| WORK TO DO |
How many of the lines below contain the word "poster"? Case counts. Reply with the number alone.

— Start RECORDS PROVIDED —

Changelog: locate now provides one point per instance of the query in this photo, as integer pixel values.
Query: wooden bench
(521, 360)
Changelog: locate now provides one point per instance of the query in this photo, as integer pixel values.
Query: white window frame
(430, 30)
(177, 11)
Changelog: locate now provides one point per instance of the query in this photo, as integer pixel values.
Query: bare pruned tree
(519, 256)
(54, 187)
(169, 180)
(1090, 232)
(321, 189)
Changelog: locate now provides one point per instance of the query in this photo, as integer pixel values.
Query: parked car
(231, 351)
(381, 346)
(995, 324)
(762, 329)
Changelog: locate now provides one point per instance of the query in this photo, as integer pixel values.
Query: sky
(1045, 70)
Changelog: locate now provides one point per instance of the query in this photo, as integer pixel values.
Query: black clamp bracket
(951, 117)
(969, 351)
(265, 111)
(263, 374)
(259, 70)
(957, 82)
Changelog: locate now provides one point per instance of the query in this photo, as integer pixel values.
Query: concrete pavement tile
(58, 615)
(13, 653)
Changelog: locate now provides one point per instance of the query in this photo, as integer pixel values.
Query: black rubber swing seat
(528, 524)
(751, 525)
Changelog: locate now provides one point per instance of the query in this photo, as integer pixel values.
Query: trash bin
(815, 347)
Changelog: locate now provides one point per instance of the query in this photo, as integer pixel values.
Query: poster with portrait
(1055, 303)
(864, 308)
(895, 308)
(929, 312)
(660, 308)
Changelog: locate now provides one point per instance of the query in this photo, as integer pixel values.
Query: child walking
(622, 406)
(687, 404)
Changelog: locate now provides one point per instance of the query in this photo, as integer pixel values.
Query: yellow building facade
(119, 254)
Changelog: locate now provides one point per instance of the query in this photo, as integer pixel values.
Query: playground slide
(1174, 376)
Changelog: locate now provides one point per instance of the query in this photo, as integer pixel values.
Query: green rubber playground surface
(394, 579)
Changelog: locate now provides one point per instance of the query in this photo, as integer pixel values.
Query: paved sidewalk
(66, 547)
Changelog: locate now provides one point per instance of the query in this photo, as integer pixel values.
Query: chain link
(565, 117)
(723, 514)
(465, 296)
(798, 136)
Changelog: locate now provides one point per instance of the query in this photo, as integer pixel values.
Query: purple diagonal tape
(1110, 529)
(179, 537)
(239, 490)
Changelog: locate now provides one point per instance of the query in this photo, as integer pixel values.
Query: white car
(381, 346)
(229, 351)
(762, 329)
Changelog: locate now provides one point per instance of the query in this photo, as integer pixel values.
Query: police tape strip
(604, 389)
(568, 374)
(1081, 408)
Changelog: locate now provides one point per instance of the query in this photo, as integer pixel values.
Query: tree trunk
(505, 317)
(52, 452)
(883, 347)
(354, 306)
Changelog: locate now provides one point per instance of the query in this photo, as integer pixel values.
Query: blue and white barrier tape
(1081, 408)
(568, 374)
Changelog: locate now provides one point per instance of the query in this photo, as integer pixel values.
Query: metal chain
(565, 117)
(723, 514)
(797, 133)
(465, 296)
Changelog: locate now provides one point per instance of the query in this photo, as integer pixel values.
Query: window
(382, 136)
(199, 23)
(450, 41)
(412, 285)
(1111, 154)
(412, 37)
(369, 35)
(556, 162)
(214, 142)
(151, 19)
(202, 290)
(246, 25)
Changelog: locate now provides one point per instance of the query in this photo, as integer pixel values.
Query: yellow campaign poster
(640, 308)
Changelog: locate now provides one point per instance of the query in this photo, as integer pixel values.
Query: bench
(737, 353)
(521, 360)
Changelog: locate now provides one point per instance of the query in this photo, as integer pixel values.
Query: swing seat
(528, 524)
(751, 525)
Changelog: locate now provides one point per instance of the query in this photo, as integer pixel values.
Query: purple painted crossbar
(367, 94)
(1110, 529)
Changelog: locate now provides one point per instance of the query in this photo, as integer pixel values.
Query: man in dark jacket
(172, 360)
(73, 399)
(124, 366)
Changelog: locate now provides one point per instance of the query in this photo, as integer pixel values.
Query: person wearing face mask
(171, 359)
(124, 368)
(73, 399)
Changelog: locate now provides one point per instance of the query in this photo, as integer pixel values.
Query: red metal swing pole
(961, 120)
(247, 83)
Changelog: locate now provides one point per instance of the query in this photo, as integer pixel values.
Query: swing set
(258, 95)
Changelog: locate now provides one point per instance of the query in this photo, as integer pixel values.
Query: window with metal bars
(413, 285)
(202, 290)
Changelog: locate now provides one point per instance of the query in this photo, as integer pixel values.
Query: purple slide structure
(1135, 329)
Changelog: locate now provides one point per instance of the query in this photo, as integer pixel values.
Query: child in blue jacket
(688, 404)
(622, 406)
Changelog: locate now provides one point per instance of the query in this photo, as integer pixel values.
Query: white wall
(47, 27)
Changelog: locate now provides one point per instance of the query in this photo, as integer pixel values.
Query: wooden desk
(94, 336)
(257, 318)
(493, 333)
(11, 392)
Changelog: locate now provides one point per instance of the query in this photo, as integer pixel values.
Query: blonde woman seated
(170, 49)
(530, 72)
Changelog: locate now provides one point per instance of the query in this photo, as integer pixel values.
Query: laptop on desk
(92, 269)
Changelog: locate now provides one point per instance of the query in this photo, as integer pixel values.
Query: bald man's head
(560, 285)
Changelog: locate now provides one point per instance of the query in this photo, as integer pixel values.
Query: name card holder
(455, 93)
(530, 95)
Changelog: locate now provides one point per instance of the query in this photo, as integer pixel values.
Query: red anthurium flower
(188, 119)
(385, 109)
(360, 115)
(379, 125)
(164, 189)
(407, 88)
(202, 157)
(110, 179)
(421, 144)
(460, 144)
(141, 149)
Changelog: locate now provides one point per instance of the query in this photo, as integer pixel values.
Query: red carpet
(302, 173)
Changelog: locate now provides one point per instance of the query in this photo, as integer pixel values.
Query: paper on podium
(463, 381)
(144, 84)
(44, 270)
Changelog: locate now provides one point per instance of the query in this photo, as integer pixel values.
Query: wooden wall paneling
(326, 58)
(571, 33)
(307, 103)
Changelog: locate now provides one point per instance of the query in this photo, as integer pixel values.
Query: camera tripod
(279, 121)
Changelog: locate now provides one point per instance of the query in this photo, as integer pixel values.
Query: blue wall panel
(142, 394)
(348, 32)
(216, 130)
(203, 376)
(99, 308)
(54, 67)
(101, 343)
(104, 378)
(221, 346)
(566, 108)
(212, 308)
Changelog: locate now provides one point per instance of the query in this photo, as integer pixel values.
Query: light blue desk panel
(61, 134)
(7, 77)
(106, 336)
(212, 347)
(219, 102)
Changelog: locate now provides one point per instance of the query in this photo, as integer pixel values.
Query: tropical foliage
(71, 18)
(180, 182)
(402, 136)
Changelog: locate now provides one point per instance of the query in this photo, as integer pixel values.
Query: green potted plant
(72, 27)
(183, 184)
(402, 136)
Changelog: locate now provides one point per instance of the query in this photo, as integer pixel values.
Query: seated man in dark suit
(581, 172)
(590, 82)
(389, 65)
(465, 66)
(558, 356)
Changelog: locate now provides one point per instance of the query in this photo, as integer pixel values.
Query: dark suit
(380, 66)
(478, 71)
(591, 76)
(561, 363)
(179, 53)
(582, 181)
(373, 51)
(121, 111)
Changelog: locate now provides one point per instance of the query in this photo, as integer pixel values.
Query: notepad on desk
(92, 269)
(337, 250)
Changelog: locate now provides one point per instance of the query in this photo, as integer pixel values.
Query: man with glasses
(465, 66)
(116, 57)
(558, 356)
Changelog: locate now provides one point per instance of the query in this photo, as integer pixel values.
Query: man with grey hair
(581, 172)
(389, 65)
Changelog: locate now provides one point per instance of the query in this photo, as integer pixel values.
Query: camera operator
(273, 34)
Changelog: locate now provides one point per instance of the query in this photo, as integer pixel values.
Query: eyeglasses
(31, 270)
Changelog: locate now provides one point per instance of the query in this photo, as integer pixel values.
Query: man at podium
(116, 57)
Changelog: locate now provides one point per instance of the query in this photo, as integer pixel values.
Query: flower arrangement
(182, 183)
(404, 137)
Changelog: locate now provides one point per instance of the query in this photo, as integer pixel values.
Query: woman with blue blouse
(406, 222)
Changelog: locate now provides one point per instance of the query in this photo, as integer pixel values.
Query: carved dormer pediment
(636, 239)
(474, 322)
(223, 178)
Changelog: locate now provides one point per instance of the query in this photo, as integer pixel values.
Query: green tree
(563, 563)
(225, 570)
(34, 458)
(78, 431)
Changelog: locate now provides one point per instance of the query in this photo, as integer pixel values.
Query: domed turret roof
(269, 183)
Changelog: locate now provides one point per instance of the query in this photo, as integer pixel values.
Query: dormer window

— End RECORDS PROVIDED —

| SOLUTION TO THIS PROBLEM |
2